## WRITTEN EXERCISE
Rescale everything from the line containing "Return the segmentation of every instance of the woman's knee" down to the line containing "M 165 75 L 172", both ends included. Reproduce those lines, requests and all, with every coordinate in the answer paths multiplied by 1.2 and rounded to a whole number, halves going up.

○ ○ ○ ○

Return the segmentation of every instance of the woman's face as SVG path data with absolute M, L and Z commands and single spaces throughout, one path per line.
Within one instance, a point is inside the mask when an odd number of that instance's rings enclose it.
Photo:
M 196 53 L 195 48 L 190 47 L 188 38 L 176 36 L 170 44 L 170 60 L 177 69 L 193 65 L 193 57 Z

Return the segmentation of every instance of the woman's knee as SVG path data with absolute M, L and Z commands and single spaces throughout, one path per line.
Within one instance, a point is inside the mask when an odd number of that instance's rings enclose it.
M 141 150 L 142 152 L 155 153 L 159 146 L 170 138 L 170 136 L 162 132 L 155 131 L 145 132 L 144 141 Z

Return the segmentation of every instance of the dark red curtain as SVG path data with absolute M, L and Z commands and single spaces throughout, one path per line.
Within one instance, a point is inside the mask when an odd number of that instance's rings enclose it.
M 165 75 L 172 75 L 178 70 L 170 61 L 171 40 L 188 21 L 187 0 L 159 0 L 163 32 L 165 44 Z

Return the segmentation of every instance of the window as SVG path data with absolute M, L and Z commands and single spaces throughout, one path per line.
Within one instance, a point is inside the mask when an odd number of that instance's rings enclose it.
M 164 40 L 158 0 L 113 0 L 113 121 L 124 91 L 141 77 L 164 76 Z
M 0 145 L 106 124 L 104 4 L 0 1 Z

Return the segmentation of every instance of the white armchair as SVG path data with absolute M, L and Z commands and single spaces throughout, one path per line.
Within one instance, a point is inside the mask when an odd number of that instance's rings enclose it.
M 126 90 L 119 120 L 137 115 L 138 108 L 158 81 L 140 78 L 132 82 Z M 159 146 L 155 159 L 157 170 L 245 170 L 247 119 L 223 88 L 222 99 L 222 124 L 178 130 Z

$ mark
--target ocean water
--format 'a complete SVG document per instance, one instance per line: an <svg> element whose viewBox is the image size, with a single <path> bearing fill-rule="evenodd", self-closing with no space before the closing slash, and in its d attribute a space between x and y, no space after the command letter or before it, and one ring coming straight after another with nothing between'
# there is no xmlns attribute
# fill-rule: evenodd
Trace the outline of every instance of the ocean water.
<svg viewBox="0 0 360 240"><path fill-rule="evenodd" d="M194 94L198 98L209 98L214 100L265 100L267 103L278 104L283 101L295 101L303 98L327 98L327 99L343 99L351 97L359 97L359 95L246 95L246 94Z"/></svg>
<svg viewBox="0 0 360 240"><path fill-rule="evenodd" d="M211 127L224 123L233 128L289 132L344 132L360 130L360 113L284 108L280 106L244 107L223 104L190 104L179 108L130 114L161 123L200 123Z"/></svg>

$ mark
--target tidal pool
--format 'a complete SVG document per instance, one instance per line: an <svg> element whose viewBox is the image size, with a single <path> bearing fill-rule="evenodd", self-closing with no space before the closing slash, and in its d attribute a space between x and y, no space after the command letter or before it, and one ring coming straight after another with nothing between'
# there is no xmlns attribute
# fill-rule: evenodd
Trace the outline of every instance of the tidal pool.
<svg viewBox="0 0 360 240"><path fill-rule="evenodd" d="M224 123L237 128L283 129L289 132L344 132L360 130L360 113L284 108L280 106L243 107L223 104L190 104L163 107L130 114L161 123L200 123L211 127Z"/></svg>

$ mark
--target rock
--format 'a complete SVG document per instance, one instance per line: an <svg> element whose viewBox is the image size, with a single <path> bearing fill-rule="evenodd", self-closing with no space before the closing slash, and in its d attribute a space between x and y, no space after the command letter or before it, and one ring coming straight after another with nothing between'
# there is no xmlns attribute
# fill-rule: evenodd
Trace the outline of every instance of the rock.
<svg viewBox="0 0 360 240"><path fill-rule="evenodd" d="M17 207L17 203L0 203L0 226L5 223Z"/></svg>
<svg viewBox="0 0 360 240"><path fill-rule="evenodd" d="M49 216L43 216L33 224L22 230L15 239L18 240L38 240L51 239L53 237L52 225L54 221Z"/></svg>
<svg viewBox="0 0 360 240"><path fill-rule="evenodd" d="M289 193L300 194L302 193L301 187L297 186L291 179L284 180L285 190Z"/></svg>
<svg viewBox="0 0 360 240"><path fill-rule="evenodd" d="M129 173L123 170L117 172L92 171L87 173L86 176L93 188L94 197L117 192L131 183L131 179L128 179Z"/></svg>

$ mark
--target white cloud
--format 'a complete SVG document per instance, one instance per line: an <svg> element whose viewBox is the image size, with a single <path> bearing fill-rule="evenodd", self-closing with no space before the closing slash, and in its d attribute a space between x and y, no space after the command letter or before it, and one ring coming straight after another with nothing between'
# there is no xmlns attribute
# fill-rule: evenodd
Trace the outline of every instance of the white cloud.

○ ○ ○ ○

## EXERCISE RESULT
Return the segmentation of every instance of the woman's knee as SVG path data with absolute M, L and Z commands and single spaces throughout, one path per line.
Within one instance, a point is inside the mask when an odd number of that instance's rings enclose it.
M 169 180 L 170 182 L 186 184 L 191 175 L 204 166 L 204 163 L 194 158 L 186 157 L 174 158 L 173 169 Z

Return the segmentation of every instance of the dark red curtain as SVG path data with absolute M, L and Z commands and single spaces throughout, one path per line.
Within one instance, a point is inside the mask when an odd number of that instance's rings enclose it.
M 198 90 L 206 90 L 214 84 L 204 73 L 205 48 L 226 25 L 224 0 L 191 0 L 196 38 L 198 53 Z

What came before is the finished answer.